** start **
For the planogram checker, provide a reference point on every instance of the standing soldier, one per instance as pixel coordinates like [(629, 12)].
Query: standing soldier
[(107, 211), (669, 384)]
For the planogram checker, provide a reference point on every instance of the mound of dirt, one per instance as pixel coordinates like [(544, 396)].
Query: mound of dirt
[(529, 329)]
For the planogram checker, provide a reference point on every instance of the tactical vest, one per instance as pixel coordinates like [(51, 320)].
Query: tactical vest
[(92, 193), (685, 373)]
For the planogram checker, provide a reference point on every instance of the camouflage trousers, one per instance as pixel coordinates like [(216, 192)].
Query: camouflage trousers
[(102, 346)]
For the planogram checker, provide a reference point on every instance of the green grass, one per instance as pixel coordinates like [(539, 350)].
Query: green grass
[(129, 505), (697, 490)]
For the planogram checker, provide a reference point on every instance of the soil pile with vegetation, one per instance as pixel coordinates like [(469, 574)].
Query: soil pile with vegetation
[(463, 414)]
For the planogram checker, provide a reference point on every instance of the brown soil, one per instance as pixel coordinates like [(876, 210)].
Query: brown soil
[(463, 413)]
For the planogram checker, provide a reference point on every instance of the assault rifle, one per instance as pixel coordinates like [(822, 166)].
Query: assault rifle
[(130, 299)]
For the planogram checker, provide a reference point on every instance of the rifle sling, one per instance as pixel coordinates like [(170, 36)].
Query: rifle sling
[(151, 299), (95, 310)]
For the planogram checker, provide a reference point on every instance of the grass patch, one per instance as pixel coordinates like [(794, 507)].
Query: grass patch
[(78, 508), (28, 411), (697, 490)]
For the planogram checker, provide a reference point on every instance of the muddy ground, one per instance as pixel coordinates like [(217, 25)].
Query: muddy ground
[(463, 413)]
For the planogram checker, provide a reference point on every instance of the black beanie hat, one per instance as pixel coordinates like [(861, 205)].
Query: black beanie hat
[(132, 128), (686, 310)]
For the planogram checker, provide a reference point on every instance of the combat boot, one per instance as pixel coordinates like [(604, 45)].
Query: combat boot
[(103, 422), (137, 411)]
** end **
- _TASK INSTRUCTIONS_: Reproduce all of the records above word for word, without changing anything.

- _COMPLETED EXERCISE_:
For the planogram checker, provide a reference point on every instance of the standing soldier, one per instance as pixel coordinates like [(629, 12)].
Query: standing soldier
[(107, 211), (669, 384)]
For the planogram checker, provide a reference point on every instance of the mound of dirt, one per instance as pixel coordinates like [(544, 396)].
Query: mound of dirt
[(529, 329)]
For the planogram checker, provide a reference point on every instance of the tactical vest, one per instance as pixel coordinates like [(51, 320)].
Query: tactical vest
[(92, 193), (685, 373)]
For the planogram checker, provide a reference point on every instance of the camouflage trousers, one per instance as pixel coordinates like [(216, 192)].
Query: camouflage trousers
[(102, 346)]
For the planogram checker, provide a reference point on every instance of the green grass, one per instance as pixel coordinates like [(539, 350)].
Query: green grass
[(129, 505), (697, 490)]
For the planogram checker, provide a reference point on every instance of the soil pile with vegetation, one per instance as pixel coordinates like [(469, 574)].
Query: soil pile with vegetation
[(463, 414)]
For the planogram checker, provide a reference point on every instance of the brown soil, one per instance as pixel coordinates like [(876, 210)].
Query: brown soil
[(463, 413)]
For the planogram checker, provide a reference point on every instance of the assault rifle, one per instance as pixel coordinates like [(822, 166)].
Query: assault rifle
[(130, 299)]
For the planogram checker, provide a reference point on every instance of the rifle sling, one per instance as pixel coordinates like [(170, 36)].
Query: rifle sling
[(151, 299), (95, 310)]
For the planogram checker, provide a reference point on every instance of the grass patch, one per instance as pixel coordinates like [(794, 507)].
Query: grass patch
[(78, 508), (28, 411), (697, 490)]
For the planogram checker, provide a reference point on every instance of the muddy ground, one per instance as pixel coordinates like [(217, 25)].
Query: muddy ground
[(463, 413)]
For the planogram checker, provide a reference point on every instance of the black beanie hat, one per instance as pixel coordinates like [(861, 205)].
Query: black beanie hat
[(132, 128), (686, 310)]
For the planogram checker, provide a reference point on every instance of the combat boot, one per instance as pixel coordinates like [(604, 45)].
Query: combat boot
[(103, 422), (137, 411)]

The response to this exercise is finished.